> _Set problem_
Extend the passage on the New Jersey Graduation Proficiency Assessment, starting after its last sentence.

> _Extracted text_
↓
The New Jersey Graduation Proficiency Assessment (NJGPA) is the standardized test that New Jersey high school students must pass as part of the requirements for a diploma. The assessment has two components — English Language Arts (ELA) and Mathematics — and students who do not pass can retest in subsequent testing windows or qualify through an alternative assessment pathway. Whether you are preparing for your first attempt or retesting to improve your score, this free printable PDF gives you practice questions covering every tested domain: literary and informational reading comprehension, essay and extended writing tasks, algebra and functions, geometry and measurement, and data analysis and probability. Download the file, print it, and work through it with pencil and scratch paper exactly as you would in a real testing session. Use our online njgpa practice test for scored, timed sessions that show your progress by topic.
Passing score on each NJGPA component is a scaled score of 750 on a 100–900 scale. Students who do not reach 750 may still graduate through the Alternative Means pathway — using Graduation Portfolio Appeal, or meeting cut scores on approved alternative assessments including the SAT, ACT, PSAT 10, or demonstrating course performance criteria. Understanding the full landscape of options is important, but for most students the most reliable path to graduation is building the skills tested on the NJGPA itself through consistent practice across both ELA and math domains.
↑
> _Dataset rows_
↓
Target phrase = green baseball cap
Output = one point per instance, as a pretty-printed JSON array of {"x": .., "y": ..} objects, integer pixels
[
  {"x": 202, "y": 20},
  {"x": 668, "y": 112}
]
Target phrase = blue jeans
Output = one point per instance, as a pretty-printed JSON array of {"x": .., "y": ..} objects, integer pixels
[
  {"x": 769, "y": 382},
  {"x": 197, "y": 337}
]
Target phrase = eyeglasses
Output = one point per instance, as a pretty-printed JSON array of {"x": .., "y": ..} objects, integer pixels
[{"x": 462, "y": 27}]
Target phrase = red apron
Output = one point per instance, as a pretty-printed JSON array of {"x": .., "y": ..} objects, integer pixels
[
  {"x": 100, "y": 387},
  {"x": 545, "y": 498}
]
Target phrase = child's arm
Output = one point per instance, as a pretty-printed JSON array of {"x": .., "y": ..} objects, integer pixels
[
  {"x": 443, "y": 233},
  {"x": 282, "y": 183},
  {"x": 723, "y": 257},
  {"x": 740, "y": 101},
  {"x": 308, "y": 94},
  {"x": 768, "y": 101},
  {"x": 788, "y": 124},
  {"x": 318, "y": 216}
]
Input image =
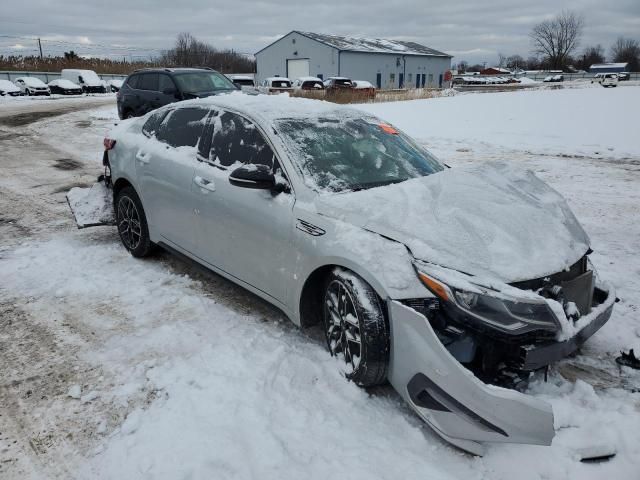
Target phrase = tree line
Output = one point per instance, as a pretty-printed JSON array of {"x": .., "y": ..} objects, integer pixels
[
  {"x": 186, "y": 52},
  {"x": 556, "y": 46}
]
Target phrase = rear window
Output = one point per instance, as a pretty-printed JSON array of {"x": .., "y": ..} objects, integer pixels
[
  {"x": 246, "y": 82},
  {"x": 237, "y": 140},
  {"x": 313, "y": 84},
  {"x": 342, "y": 81},
  {"x": 133, "y": 81},
  {"x": 182, "y": 127},
  {"x": 148, "y": 81},
  {"x": 152, "y": 124}
]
↑
> _Written answer_
The NJGPA ELA component is built around extended tasks that ask students to read closely, synthesize information from multiple sources, and produce extended writing in response to a prompt. Each task is accompanied by source texts that students must draw on directly — success requires not just general writing ability but the specific skill of grounding arguments and analysis in textual evidence.
The Literary Analysis Task asks students to read one or more literary texts (fiction, poetry, or drama) and write an analytical essay that addresses a specific question about the text. Questions typically focus on how an author develops a theme, how characterization reveals something about the work's meaning, how narrative perspective shapes the reader's understanding of events, or how figurative language and literary devices contribute to the work's effect.
Close reading is the core skill: students must locate specific textual evidence that supports their claim and integrate quotations or paraphrases smoothly into their essay. A strong literary analysis response identifies a clear, arguable claim about the text, supports it with at least three distinct pieces of textual evidence, analyzes how each piece of evidence supports the claim (rather than simply summarizing what happens), and maintains a formal, analytical voice throughout. Common errors that cost points include summarizing the plot instead of analyzing it, making claims that are too obvious to be arguable, dropping quotations into the essay without explaining their relevance, and ending paragraphs with a quotation rather than with the student's own analytical sentence. The rubric rewards specificity: a response that analyzes one carefully chosen quotation in depth earns more credit than a response that lists five quotations without explanation.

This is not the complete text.